▶ Work to complete:
Restate the whole listing word for word, missing no line.

▶ Dataset:
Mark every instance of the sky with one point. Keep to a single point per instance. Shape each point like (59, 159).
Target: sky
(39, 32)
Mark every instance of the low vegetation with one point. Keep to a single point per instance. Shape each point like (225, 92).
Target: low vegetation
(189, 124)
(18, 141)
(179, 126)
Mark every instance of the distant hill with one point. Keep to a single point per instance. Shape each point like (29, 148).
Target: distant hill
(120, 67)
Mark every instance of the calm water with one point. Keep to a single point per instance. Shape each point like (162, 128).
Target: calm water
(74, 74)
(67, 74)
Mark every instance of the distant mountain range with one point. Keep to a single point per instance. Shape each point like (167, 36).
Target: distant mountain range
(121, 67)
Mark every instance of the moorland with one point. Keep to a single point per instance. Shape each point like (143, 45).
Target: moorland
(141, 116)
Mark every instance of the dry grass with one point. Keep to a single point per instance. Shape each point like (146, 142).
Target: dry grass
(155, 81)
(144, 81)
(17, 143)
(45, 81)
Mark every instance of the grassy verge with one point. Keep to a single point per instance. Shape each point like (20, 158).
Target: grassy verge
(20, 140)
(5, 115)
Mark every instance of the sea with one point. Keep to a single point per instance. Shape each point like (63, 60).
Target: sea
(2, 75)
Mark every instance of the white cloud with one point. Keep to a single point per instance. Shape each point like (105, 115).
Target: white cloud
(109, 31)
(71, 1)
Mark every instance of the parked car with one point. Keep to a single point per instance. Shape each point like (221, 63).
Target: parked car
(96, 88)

▶ Output of the exercise:
Mark every instance of the sky with one point. Keep to a single point per instance. Shape each point like (59, 159).
Target: sky
(39, 32)
Mark every instance of the low vegetation with one point. Keep to a single point per instance. Shape each point like (225, 92).
Target: low vegetation
(189, 124)
(18, 141)
(179, 126)
Mark every instance of the distant hill with one point. Keep to a single point per instance. Shape each point like (29, 148).
Target: distant hill
(120, 67)
Mark every instance of the calm water with one point. Keep to a single point per instance. Shape each point like (162, 128).
Target: calm water
(74, 74)
(67, 74)
Mark every instance of the distant mountain range with one point. Keep to a single point per instance. Shape each point like (167, 36).
Target: distant mountain range
(121, 67)
Mark every instance of the moorland with one point. Keep to a single point per instance. Shape each point like (143, 45).
Target: moorland
(141, 116)
Mark every instance of the dry grass with one point. Keep to a single point per instance. Shape each point like (146, 142).
Target: dry grass
(155, 81)
(144, 81)
(17, 143)
(45, 81)
Mark every instance of the grassy verge with one point. Keep to a single point per instance. Shape each point like (20, 158).
Target: grassy verge
(20, 140)
(5, 115)
Mark every instance of the sea with one point. Keep to a single point per instance. Shape each point like (63, 60).
Target: sea
(2, 75)
Mark every instance of the white cloud with one point. Keep to a single point per instance. Shape each point like (105, 115).
Target: white cloud
(109, 31)
(71, 1)
Mark every instance of the parked car with one point. Keep to a single point per instance. Shape each point like (221, 63).
Target: parked car
(96, 88)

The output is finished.